_PROBLEM REQUIREMENTS_
Put the lines in the records below into a JSON list of strings, one string per line, with blank lines left out. Start with the line that contains "This is for a safety audit: please locate the path", continue through the line that contains "[89, 159, 182, 180]", include both of those lines, and include nothing else.
══ DATASET ENTRIES ══
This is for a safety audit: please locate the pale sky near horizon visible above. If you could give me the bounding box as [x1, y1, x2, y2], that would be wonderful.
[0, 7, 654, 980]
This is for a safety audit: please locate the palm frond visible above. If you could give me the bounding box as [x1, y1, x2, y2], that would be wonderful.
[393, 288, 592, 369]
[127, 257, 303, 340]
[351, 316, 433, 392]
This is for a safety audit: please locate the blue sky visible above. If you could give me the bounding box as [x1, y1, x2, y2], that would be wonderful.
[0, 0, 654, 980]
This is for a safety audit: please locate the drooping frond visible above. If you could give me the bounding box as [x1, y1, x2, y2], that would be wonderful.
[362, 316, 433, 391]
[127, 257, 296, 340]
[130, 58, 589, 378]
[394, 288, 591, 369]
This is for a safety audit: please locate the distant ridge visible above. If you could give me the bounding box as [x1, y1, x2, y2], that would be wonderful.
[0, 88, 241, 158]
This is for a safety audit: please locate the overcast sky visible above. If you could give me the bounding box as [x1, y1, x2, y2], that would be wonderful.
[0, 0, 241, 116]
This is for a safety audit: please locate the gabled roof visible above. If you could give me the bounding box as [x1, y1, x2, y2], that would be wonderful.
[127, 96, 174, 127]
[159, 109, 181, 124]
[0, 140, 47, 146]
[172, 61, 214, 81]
═══
══ DATASET ENTRIES ══
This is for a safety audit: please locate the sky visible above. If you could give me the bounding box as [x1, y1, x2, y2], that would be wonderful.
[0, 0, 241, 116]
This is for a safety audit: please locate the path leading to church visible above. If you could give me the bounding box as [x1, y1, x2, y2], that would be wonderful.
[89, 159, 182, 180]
═══
_WORKED ANSWER_
[
  "This is for a safety audit: please locate the path leading to church visible above. If you could give me the bounding box as [x1, y1, x2, y2], that would be wonderful.",
  "[89, 159, 182, 180]"
]